## Task to carry out
Present the listing, from the line holding "Expected: one point per instance of the yellow" through the end of the listing, inclusive, as a Markdown table with the columns Row and Text. Skip blank lines and leave the pictures out.
═══ Records for the exercise ═══
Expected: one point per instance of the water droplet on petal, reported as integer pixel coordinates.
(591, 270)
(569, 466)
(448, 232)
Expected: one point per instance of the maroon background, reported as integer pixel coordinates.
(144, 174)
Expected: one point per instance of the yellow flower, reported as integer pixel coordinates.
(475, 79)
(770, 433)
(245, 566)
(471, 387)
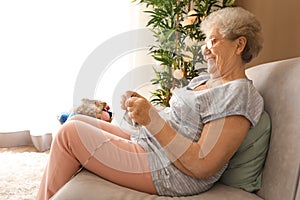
═══
## Solved exercise
| Row | Text |
|---|---|
| 1 | Expected: one point per instance of the yellow flower, reported as integer pixel coordinates. |
| 2 | (475, 79) |
| 3 | (770, 433) |
| 4 | (245, 566) |
| 5 | (471, 387) |